The input:
_ _ _ _ _ _ _
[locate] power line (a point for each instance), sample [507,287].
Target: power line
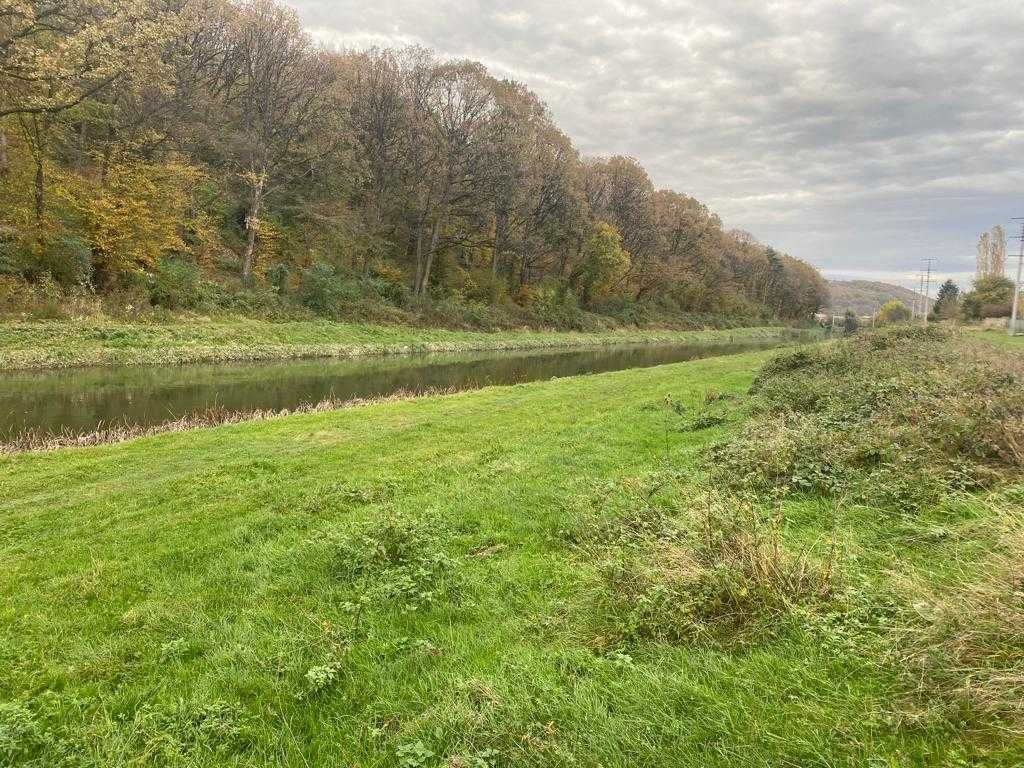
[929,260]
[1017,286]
_ _ _ _ _ _ _
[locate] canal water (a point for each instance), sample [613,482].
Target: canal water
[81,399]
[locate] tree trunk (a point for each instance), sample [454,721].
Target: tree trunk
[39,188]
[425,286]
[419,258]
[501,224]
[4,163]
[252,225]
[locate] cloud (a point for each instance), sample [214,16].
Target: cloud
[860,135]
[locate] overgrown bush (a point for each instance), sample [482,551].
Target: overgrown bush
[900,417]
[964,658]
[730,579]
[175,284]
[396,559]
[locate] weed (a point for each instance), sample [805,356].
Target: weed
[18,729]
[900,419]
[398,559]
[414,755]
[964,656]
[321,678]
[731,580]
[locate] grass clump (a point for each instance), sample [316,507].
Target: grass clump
_ _ _ _ _ _ _
Could you find every line in the records above that has the string "sample" and copy it?

[locate] power line (a point for each instance), sample [507,287].
[locate] canal water (a point for each instance), sample [613,482].
[locate] tree trunk (a point for each instance), sample [454,721].
[locate] cloud (a point for each instance), sample [214,16].
[locate] overgrown bush (a point for each instance), sample [482,551].
[locate] weed (a point for each instance), sample [805,356].
[locate] grass clump (a point for each instance), sample [316,507].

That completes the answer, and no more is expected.